* [Provided text]
----------

After we’ve implemented that capability, we turned our attention to the next expectation. We are expecting our app to be able to tell us the percentage tip for the “Terrible” rating, and that percentage tip is expected to be 0%. We then created a new test (TerribleRatingIs0Tip) in which we ask the Tip Calculator to tell us what the tip for the rating “Terrible” is. If the app returns 0, the test will pass, otherwise the test fails:
public void TerribleRatingIs0Tip()
var expectedTipForTerribleRating = 0;
var actualTipForTerribleRating = tipCalc.TipForRating("Terrible");
The last thing we did to fulfill the scenario 1 specified in the Tip Calculator user story was to create the expectation that the app will correctly calculate the grand total if given the bill total and the service rating. We created the test TerribleRatingFor100Is100, in which we stated that if the bill total is $100.00 and the rating is “Terrible”, the calculated grand total should be $100.00 (meaning, no tip, or more precisely, 0% tip):
public void TerribleRatingFor100Is100()
var expectedTotalForTerribleRatingFor100 = 100.00;
var actualTotalForTerribleRatingFor100 = tipCalc.CalculateGrandTotal(100.00, "Terrible");
Now that we got scenario 1 implemented, we moved to scenario 2 – calculate grand total for $100.00 bill total and “Poor” service rating. The stated expectation is that in such scenario the grand total should be $105.00, which means that “Poor” rating is calculated with the 5% tip.

----------

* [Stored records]
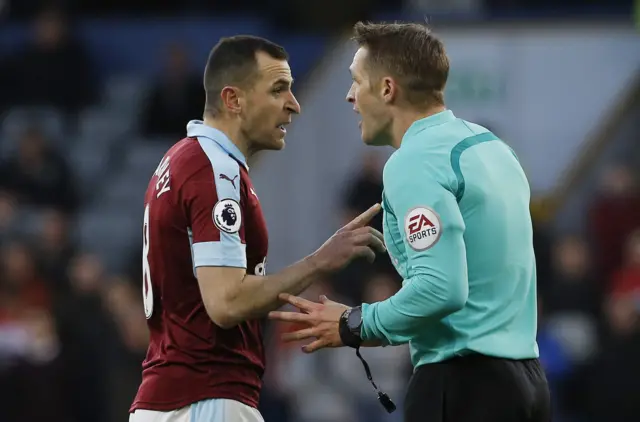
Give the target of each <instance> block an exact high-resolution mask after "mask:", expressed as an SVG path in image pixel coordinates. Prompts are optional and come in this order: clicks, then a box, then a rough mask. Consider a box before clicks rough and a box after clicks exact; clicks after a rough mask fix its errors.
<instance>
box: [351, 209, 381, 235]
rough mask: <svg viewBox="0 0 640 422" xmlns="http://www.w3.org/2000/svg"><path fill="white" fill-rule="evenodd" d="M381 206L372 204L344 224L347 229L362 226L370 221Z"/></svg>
mask: <svg viewBox="0 0 640 422" xmlns="http://www.w3.org/2000/svg"><path fill="white" fill-rule="evenodd" d="M381 209H382V207H381V206H380V204H373V205H372V206H371V207H370V208H369V209H368V210H366V211H365V212H363V213H362V214H360V215H359V216H357V217H356V218H354V219H353V220H351V221H350V222H349V223H347V225H345V226H344V228H345V229H347V230H353V229H357V228H359V227H364V226H366V225H367V223H369V221H371V219H372V218H373V217H375V216H376V214H378V213H379V212H380V210H381Z"/></svg>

----------

* [Directive 1]
Reproduce the passage from the tip calculator text starting with "var expectedTipForTerribleRating = 0;" and going on through "public void TerribleRatingFor100Is100()".
* [Directive 2]
Answer these from the tip calculator text:
(a) What is the name of the test that checks the tip for the "Terrible" rating?
(b) For a $100.00 bill with a "Terrible" rating, what grand total should be calculated?
(c) What tip percentage does the "Poor" rating use?

* [Your solution 1]
var expectedTipForTerribleRating = 0;
var actualTipForTerribleRating = tipCalc.TipForRating("Terrible");
The last thing we did to fulfill the scenario 1 specified in the Tip Calculator user story was to create the expectation that the app will correctly calculate the grand total if given the bill total and the service rating. We created the test TerribleRatingFor100Is100, in which we stated that if the bill total is $100.00 and the rating is “Terrible”, the calculated grand total should be $100.00 (meaning, no tip, or more precisely, 0% tip):
public void TerribleRatingFor100Is100()

* [Your solution 2]
(a) TerribleRatingIs0Tip
(b) $100.00
(c) 5%